### SHORT EXERCISE
Return, word for word, the lines of the records below, starting with the line that contains "Note to the class: point at the tree branch" and continuing through the line that contains "<point>325,172</point>", with both of those lines included.

Items for identifying locations:
-=-=-

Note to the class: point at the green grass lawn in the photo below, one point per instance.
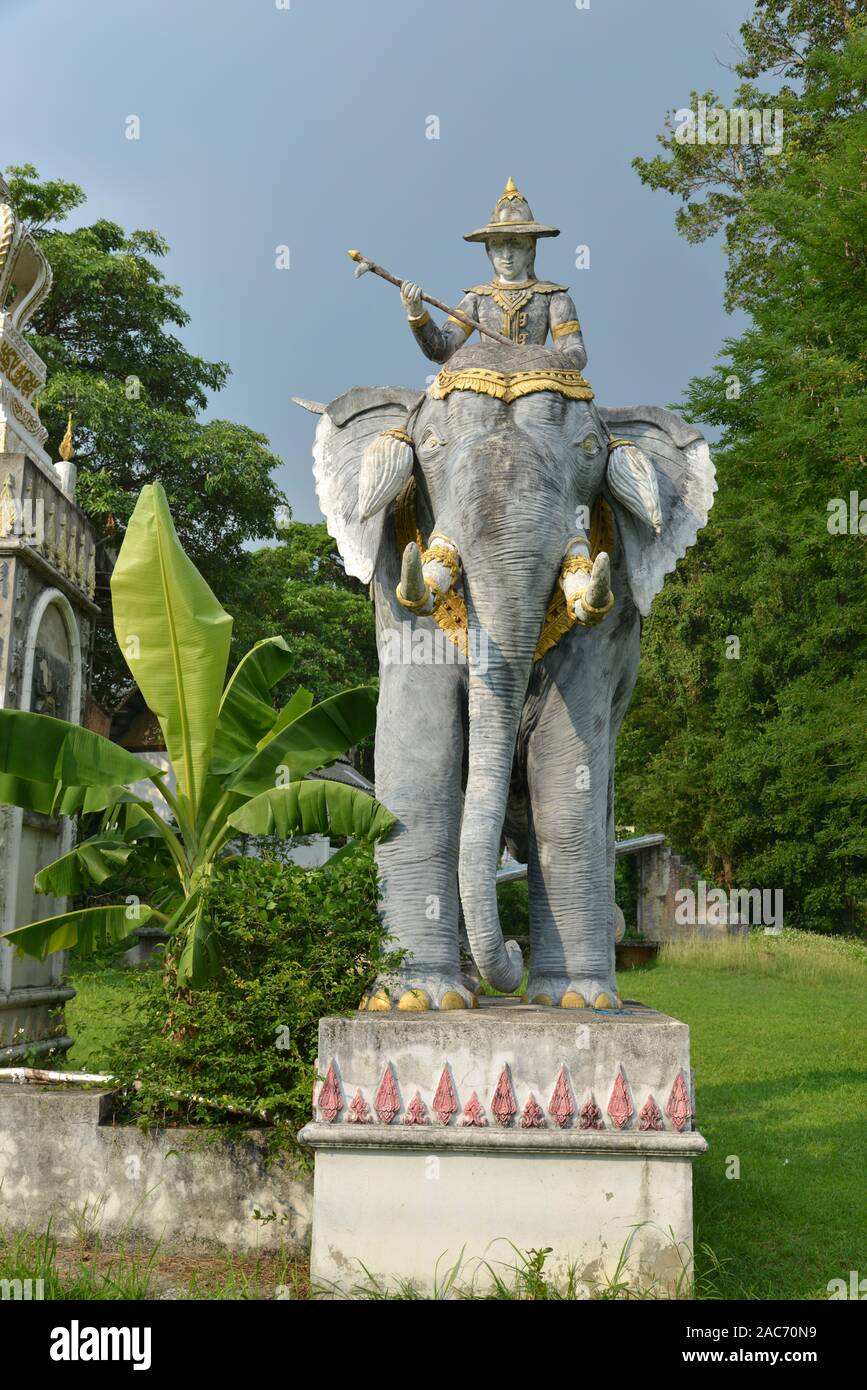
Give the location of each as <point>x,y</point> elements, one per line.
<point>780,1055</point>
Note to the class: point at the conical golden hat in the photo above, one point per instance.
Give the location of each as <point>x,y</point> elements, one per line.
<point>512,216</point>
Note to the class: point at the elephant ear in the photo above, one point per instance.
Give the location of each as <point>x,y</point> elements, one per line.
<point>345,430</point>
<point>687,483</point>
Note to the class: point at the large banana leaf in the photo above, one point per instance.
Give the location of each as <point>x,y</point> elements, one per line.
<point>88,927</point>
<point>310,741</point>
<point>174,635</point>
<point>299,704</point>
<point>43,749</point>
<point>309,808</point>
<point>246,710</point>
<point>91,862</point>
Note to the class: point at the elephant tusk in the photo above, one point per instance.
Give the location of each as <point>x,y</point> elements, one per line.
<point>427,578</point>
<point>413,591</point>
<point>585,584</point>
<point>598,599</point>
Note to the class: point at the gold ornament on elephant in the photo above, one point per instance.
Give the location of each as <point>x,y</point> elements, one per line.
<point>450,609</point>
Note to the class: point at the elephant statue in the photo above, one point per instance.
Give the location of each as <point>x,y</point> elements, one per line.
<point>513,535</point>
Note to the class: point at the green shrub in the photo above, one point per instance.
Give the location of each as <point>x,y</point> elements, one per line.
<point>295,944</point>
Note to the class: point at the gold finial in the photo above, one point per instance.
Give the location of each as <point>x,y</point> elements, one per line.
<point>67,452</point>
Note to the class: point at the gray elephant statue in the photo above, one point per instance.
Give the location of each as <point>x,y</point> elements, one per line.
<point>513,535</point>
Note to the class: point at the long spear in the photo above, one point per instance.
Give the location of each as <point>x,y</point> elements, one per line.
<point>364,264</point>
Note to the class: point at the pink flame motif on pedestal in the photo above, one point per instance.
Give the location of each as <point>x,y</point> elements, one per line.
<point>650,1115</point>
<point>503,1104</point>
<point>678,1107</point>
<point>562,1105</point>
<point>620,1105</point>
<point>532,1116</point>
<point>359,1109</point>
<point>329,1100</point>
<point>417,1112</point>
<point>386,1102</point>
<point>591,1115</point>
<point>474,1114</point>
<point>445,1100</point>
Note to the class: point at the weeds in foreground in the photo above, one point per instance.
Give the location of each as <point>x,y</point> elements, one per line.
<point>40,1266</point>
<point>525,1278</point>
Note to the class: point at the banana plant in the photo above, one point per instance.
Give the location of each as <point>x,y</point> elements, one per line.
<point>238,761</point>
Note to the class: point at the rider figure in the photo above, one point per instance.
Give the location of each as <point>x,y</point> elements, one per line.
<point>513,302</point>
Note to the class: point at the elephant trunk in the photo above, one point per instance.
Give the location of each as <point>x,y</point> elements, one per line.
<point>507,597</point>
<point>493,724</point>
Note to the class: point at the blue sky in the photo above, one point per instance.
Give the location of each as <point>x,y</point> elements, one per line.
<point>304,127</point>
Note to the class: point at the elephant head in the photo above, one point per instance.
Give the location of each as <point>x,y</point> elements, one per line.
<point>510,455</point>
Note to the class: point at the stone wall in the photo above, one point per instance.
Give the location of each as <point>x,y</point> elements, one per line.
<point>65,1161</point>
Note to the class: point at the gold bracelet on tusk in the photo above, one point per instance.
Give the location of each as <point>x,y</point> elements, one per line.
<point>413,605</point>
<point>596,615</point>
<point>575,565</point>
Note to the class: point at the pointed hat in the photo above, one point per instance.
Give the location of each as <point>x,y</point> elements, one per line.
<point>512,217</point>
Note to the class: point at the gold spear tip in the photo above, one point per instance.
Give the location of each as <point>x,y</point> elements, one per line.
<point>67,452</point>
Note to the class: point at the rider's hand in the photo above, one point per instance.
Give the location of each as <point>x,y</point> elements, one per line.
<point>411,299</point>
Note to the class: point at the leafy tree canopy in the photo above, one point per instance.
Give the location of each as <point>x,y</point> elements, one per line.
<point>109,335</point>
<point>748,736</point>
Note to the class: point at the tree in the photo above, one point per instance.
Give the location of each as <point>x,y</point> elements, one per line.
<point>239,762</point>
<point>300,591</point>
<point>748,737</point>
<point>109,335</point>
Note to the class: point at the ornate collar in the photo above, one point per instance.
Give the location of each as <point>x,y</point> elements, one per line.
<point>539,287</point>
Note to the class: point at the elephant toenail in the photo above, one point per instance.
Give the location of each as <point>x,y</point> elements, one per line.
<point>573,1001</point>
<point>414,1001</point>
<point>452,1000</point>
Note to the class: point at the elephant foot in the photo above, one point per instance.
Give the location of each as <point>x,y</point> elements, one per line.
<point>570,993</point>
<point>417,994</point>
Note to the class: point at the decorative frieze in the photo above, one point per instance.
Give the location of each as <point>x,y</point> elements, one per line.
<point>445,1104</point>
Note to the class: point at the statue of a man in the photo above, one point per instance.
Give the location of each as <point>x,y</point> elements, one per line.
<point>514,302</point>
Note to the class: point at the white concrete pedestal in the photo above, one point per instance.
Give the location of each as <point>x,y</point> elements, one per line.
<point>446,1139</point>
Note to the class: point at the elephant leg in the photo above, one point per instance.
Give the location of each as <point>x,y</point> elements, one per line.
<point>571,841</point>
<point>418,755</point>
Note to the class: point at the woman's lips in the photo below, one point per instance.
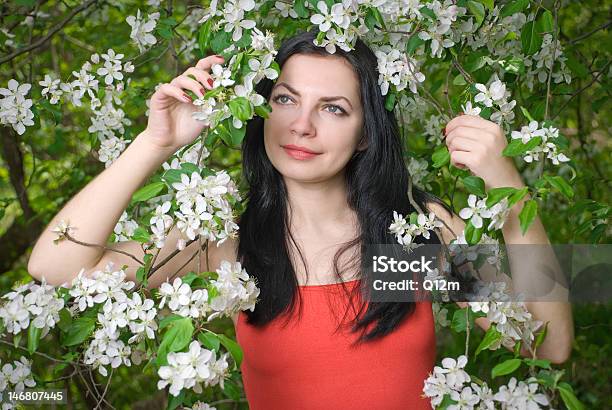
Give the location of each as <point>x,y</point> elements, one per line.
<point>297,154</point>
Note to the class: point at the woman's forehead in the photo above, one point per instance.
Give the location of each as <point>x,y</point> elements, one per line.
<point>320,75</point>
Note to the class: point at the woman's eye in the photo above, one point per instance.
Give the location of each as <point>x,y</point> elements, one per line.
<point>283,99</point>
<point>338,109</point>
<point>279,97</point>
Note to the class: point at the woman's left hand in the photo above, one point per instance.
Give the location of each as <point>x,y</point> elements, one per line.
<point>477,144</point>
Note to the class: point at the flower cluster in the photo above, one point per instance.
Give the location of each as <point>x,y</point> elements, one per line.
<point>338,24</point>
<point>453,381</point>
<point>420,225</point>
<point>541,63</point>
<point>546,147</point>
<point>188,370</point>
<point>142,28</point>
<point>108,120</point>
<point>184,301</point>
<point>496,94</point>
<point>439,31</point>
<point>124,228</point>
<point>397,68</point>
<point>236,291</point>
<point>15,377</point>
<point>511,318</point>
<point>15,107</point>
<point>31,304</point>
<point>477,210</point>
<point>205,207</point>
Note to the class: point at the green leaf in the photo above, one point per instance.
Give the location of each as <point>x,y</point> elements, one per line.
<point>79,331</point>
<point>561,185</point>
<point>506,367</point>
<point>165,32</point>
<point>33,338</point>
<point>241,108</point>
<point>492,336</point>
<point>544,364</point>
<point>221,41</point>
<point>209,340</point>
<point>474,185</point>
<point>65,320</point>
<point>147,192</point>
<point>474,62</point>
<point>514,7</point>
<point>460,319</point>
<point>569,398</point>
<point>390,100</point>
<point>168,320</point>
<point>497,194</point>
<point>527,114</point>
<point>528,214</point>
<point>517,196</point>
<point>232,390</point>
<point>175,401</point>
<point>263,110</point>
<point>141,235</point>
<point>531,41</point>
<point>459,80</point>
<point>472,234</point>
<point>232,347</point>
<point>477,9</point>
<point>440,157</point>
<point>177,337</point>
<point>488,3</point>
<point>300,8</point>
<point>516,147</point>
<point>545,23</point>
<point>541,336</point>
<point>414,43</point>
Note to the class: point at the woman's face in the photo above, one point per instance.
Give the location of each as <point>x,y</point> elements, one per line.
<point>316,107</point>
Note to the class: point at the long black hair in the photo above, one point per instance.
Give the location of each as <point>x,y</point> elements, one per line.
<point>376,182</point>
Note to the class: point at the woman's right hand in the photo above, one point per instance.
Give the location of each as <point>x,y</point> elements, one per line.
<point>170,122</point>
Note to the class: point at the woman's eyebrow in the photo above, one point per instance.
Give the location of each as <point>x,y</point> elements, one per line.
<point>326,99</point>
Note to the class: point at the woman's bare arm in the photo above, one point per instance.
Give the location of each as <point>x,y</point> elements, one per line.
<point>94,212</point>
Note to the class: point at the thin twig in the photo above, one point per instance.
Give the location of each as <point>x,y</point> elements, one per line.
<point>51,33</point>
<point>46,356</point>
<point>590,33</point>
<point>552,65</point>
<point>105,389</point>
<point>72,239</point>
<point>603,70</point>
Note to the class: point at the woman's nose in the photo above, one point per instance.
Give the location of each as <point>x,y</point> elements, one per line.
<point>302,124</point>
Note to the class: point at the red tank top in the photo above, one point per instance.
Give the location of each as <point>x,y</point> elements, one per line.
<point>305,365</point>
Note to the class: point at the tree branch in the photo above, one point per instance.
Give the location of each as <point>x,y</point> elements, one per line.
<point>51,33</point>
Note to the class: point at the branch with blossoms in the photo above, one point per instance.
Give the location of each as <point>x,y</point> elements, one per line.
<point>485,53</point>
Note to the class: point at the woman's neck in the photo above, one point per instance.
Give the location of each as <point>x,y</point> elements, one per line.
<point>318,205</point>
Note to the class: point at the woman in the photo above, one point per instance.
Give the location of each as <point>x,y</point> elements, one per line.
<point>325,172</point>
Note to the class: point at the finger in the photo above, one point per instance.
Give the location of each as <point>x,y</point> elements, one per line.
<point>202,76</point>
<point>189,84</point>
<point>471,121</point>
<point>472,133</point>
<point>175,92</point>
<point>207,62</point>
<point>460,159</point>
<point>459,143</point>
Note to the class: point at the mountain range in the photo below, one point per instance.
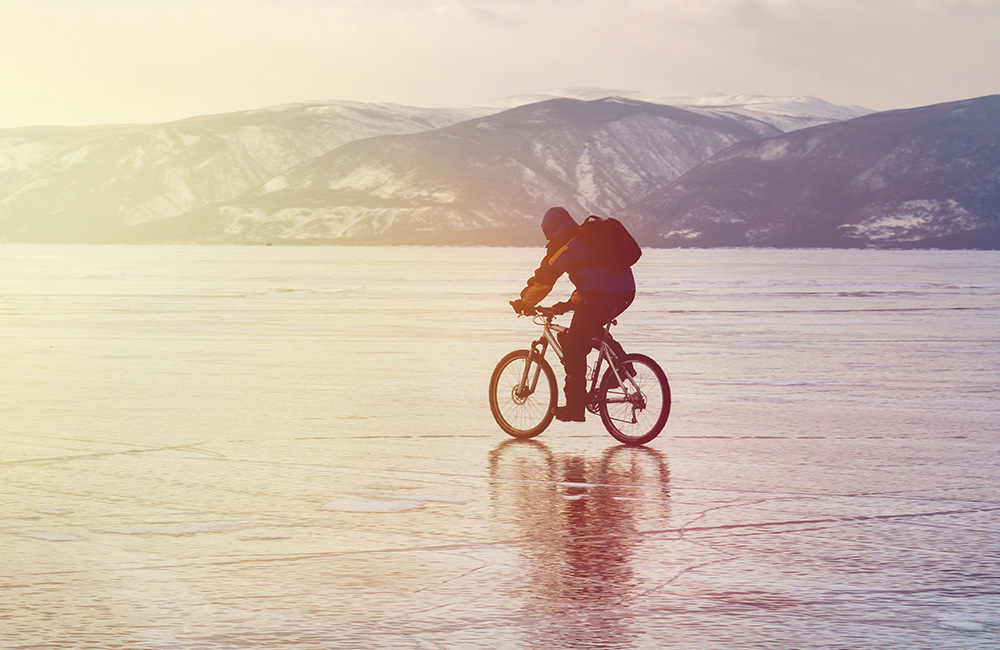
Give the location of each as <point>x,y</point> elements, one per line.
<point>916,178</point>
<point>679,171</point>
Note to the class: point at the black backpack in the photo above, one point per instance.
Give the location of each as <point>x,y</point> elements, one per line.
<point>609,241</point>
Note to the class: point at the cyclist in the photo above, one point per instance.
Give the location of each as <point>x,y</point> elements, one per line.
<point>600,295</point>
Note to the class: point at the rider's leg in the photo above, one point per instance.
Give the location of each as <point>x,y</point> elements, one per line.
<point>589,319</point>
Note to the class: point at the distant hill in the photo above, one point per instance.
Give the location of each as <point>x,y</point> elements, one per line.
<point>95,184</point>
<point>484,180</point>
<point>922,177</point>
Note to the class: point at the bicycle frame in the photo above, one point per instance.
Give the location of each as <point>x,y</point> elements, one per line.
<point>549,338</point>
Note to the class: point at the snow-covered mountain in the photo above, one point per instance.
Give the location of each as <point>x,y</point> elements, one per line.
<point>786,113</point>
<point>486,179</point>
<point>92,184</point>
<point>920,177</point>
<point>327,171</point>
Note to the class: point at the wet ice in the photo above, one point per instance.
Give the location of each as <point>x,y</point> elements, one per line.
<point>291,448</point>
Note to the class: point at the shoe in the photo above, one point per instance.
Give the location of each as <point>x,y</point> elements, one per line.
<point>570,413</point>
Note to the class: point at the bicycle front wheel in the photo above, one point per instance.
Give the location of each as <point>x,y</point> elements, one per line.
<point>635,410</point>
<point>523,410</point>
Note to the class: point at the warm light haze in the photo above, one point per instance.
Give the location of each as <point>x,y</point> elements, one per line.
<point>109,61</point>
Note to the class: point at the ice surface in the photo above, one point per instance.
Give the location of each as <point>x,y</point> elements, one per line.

-=-=-

### FULL SOLUTION
Note to the class: point at the tree branch in the photo above, one point per instance.
Give the location of each as <point>x,y</point> elements, one per line.
<point>51,33</point>
Note to the class: point at the branch with blossoms in the photo above, one point per instance.
Give the location of each as <point>x,y</point> elements, one per line.
<point>485,53</point>
Note to the class: point at the woman's neck in the photo above, one point per instance.
Give the location of each as <point>x,y</point> elements, one per line.
<point>318,205</point>
Note to the class: point at the woman in the photo above, one point per instance.
Give the location of each as <point>x,y</point> elements, one per line.
<point>325,172</point>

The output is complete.